» **PROBLEM DESCRIPTION**: Could you reproduce the entire listing below word for word, leaving every line unchanged?

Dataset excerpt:
★ ★ ★ ★ ★

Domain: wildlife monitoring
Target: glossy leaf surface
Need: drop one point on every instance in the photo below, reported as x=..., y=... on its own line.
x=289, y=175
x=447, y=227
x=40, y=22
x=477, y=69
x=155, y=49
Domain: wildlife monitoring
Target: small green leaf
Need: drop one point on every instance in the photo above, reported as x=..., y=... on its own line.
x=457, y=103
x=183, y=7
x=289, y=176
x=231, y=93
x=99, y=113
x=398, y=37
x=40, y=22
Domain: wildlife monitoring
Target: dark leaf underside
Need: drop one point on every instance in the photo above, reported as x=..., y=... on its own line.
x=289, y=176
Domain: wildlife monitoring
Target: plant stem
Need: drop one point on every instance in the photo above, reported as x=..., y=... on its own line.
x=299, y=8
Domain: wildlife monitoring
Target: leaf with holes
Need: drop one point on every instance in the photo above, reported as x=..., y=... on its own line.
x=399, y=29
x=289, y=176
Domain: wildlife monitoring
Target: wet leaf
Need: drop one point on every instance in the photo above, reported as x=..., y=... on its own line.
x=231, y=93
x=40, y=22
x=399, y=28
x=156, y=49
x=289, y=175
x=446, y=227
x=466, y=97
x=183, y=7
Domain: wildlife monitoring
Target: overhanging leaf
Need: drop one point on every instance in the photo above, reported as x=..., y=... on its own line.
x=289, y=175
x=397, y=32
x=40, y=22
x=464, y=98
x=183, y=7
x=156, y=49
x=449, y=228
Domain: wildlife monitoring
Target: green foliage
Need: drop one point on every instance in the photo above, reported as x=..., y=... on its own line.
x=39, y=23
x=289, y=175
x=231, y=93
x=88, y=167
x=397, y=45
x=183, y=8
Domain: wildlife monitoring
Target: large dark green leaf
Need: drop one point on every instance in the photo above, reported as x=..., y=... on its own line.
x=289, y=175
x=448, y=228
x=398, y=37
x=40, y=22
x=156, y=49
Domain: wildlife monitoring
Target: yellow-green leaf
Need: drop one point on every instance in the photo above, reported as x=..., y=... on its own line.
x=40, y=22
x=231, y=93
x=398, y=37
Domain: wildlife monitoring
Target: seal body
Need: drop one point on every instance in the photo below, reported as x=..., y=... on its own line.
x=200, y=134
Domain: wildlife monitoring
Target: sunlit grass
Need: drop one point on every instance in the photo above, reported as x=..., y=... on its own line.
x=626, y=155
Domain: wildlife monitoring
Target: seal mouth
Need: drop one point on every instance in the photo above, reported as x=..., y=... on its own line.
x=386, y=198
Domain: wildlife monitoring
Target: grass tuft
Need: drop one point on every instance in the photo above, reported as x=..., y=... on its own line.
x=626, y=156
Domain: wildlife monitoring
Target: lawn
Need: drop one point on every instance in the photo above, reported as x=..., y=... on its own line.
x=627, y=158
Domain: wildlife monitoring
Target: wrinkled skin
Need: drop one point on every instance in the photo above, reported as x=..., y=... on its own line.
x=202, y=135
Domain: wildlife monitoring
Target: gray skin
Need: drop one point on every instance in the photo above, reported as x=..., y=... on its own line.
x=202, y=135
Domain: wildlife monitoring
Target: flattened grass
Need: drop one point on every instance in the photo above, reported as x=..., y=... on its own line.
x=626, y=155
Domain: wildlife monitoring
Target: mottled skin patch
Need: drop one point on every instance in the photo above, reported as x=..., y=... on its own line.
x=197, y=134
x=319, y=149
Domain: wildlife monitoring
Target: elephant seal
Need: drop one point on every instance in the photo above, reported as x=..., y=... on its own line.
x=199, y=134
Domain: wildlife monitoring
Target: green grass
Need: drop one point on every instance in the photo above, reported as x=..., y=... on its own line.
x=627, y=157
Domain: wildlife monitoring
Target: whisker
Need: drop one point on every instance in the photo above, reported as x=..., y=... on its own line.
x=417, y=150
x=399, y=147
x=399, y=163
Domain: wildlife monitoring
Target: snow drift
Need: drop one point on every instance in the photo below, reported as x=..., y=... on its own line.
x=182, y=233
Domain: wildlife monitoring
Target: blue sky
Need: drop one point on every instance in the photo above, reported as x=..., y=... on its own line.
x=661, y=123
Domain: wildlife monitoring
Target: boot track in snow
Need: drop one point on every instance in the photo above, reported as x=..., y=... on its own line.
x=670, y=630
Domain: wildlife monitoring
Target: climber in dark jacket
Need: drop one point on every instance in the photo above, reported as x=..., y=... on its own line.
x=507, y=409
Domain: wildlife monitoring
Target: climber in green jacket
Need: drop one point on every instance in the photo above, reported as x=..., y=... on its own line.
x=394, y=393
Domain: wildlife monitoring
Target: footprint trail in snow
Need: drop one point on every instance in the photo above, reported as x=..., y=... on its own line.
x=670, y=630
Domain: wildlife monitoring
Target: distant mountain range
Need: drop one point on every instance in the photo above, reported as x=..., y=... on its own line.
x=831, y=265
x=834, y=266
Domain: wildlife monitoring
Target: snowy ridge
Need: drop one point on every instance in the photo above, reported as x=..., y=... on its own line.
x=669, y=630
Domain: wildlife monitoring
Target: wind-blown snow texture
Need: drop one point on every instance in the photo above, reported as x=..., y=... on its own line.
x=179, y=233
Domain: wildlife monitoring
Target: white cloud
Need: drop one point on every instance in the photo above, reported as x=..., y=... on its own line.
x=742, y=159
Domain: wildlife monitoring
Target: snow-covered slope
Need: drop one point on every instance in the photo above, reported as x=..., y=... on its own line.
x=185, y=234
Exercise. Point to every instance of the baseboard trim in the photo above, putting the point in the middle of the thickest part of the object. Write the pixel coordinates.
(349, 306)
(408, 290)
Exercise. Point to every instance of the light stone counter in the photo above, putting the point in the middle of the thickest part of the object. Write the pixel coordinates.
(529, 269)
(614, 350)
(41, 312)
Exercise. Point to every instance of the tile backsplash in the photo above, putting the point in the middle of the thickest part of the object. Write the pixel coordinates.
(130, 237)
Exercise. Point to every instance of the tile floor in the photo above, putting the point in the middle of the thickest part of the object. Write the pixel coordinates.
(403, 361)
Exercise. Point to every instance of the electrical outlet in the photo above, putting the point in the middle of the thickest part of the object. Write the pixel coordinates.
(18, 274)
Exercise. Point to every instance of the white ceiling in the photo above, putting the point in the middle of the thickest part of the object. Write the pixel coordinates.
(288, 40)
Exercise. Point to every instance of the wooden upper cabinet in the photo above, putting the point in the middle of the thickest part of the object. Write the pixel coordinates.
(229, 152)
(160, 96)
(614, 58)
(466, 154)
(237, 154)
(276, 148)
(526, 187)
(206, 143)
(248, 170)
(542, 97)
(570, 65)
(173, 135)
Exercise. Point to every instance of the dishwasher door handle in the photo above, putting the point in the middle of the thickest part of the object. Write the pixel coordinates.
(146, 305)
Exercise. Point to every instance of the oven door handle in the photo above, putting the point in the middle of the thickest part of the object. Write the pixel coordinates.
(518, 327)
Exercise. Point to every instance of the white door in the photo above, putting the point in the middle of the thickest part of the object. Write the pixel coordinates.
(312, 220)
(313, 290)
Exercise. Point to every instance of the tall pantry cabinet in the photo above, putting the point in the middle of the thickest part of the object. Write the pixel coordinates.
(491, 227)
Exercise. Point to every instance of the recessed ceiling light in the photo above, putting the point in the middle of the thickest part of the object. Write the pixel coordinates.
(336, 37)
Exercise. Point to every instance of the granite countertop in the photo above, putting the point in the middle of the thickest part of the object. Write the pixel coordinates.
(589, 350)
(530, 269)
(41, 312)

★ ★ ★ ★ ★

» **OUTPUT BELOW**:
Domain: wildlife monitoring
Target: glossy leaf surface
Need: drop one point on every instance in the photo below, reported as x=..., y=... on its own line.
x=289, y=175
x=447, y=227
x=40, y=22
x=477, y=69
x=155, y=49
Domain: wildlife monitoring
Target: small green leaf
Need: drop one point on every instance in the photo above, reported as x=..., y=... on its own line.
x=457, y=103
x=183, y=7
x=289, y=176
x=231, y=93
x=99, y=113
x=398, y=37
x=40, y=22
Domain: wildlife monitoring
Target: dark leaf underside
Need: drop one point on every instance in the photo above, reported as x=..., y=... on its own line.
x=289, y=176
Domain: wildlife monitoring
Target: plant stem
Need: drop one point on every instance in the photo above, reported as x=..., y=... on its own line.
x=299, y=8
Domain: wildlife monitoring
Target: leaf with holes
Need: drop one point on every instance in the photo above, reported as x=..., y=... on its own line.
x=399, y=29
x=289, y=176
Domain: wildlife monitoring
Target: wet leaf
Need: drop one point on every instance in the photo above, reported as x=..., y=... on its own line.
x=231, y=93
x=40, y=22
x=399, y=28
x=156, y=49
x=289, y=175
x=446, y=227
x=466, y=97
x=183, y=7
Domain: wildlife monitoring
Target: overhanging leaf
Need: drop one point on every instance in the photo above, reported as x=..., y=... on its own line.
x=289, y=175
x=397, y=32
x=40, y=22
x=464, y=98
x=183, y=7
x=156, y=49
x=449, y=228
Domain: wildlife monitoring
Target: green foliage
Need: drop one point on every instance in the photo above, reported as x=..., y=... on its own line.
x=39, y=23
x=289, y=175
x=231, y=93
x=88, y=167
x=397, y=45
x=183, y=8
Domain: wildlife monitoring
Target: large dark green leaf
Need: drop one point on every instance in the photo above, reported as x=..., y=... on its own line.
x=289, y=175
x=448, y=228
x=398, y=37
x=40, y=22
x=156, y=49
Domain: wildlife monitoring
Target: yellow-green leaf
Need: drop one point on every instance in the photo above, reported as x=..., y=... on its own line.
x=40, y=22
x=231, y=93
x=398, y=37
Domain: wildlife monitoring
Target: seal body
Need: drop one point on every instance in the photo below, reported as x=..., y=... on its own line.
x=200, y=134
Domain: wildlife monitoring
Target: sunlit grass
Need: drop one point on every instance in the photo above, reported as x=..., y=... on its own line.
x=626, y=155
Domain: wildlife monitoring
Target: seal mouth
Need: drop one point on every instance in the photo above, reported as x=..., y=... on its own line.
x=386, y=198
Domain: wildlife monitoring
Target: grass tuft
Need: drop one point on every instance in the photo above, reported as x=..., y=... on its own line.
x=626, y=156
Domain: wildlife monitoring
Target: lawn
Need: drop one point on every instance in the photo above, reported as x=..., y=... on its own line.
x=627, y=158
Domain: wildlife monitoring
Target: wrinkled skin
Need: drop one point on every instance in the photo above, reported as x=..., y=... on its own line.
x=202, y=135
Domain: wildlife monitoring
Target: gray skin
Need: drop one point on every instance in the photo above, reported as x=..., y=... on its own line.
x=202, y=135
Domain: wildlife monitoring
Target: flattened grass
Need: drop one point on every instance in the photo above, reported as x=..., y=... on its own line.
x=626, y=155
Domain: wildlife monitoring
Target: mottled skin patch
Need: drop one point on every instance in the photo above, reported as x=..., y=... on its own line.
x=197, y=134
x=319, y=149
Domain: wildlife monitoring
Target: elephant seal
Need: drop one point on every instance in the photo above, reported as x=..., y=... on its own line.
x=199, y=134
Domain: wildlife monitoring
Target: green grass
Need: drop one point on every instance in the photo above, reported as x=..., y=... on its own line.
x=627, y=157
Domain: wildlife monitoring
Target: whisker
Need: drop one point on every instance in the photo above, reported as x=..., y=... on its own line.
x=417, y=150
x=399, y=147
x=399, y=163
Domain: wildlife monitoring
Target: snow drift
Need: drop one point on every instance in the photo below, reported as x=..., y=... on its own line.
x=182, y=233
Domain: wildlife monitoring
Target: blue sky
Need: drop one point on every instance in the photo above, reported as x=..., y=... on its own line.
x=661, y=123
Domain: wildlife monitoring
Target: boot track in snow
Need: drop one point on every instance in the photo above, reported as x=..., y=... on its own line.
x=670, y=630
Domain: wildlife monitoring
Target: climber in dark jacket
Need: drop one point on every instance in the photo above, reported as x=..., y=... on its own line.
x=507, y=409
Domain: wildlife monitoring
Target: climber in green jacket
Need: drop one point on every instance in the photo above, reported as x=..., y=... on its own line.
x=394, y=393
Domain: wildlife monitoring
Target: footprint trail in snow
Need: drop one point on every instance in the photo above, reported as x=..., y=... on its own line.
x=670, y=630
Domain: wildlife monitoring
Target: distant mountain range
Need: drop one point on every instance in the photo above, reported as x=..., y=... on its own line.
x=831, y=265
x=834, y=266
Domain: wildlife monitoring
Target: snowy ridge
Need: drop one point on every instance in the photo above, reported as x=..., y=... on its own line.
x=669, y=630
Domain: wildlife monitoring
Target: wind-blown snow texture
Need: drop one point on every instance in the photo above, reported as x=..., y=... on its own line.
x=179, y=233
Domain: wildlife monitoring
Target: white cloud
Need: drop one point on every instance in the photo above, reported as x=..., y=... on its own line.
x=742, y=159
Domain: wildlife monitoring
Target: snow-covered slope
Need: drop one point on every instance in the photo above, reported as x=..., y=... on its own line.
x=185, y=234
Exercise. Point to every instance of the baseboard trim in the photo above, putting the point in the middle of the thickest part of the object. Write the pixel coordinates.
(349, 306)
(408, 290)
Exercise. Point to every instance of the light stone counter in the photo above, putting the point in the middle of the thickest part of the object. Write the pixel coordinates.
(529, 269)
(614, 350)
(41, 312)
Exercise. Point to every instance of the tile backsplash in the photo above, putting the point in the middle of the thickest part of the object. Write the pixel coordinates.
(130, 237)
Exercise. Point to every instance of the tile floor in the photo above, putting the point in the middle of the thickest part of the object. Write the pixel coordinates.
(403, 361)
Exercise. Point to every instance of the electrical outlet in the photo above, putting the point in the middle of the thickest part of the object. Write the pixel coordinates.
(18, 274)
Exercise. Point to every instance of the white ceiling in the photo above, putting the point in the middle of the thickest part of the object. Write the pixel coordinates.
(288, 40)
Exercise. Point to every instance of the wooden upper cabinet in the photo above, putting the point in the middle of the thickest part of the object. Write the pixel coordinates.
(229, 152)
(160, 96)
(614, 58)
(466, 154)
(237, 154)
(276, 148)
(526, 187)
(206, 143)
(248, 170)
(542, 97)
(570, 65)
(173, 135)
Exercise. Point to every instance of the dishwasher door handle in the photo above, putting the point in the middle of the thickest part of the object. Write the pixel coordinates.
(146, 305)
Exercise. Point to every instance of the oven door handle in the photo above, putting the point in the middle of the thickest part of the object. Write the pixel coordinates.
(518, 327)
Exercise. Point to every instance of the white door in the photo above, putting the point in the middle of the thickest part of the object. Write the pixel coordinates.
(312, 220)
(313, 290)
Exercise. Point to every instance of the tall pantry cabinet in the photo above, putting the point in the middle of the thickest part of the object. Write the pixel coordinates.
(491, 227)
Exercise. Point to every instance of the recessed ceiling light in the photo above, putting the point in the middle of the thickest part of the object. Write the pixel coordinates.
(336, 37)
Exercise. Point to every instance of the granite countertop in the photo above, putting the point in the middle of the thickest part of the object. Write the pixel coordinates.
(589, 350)
(530, 269)
(41, 312)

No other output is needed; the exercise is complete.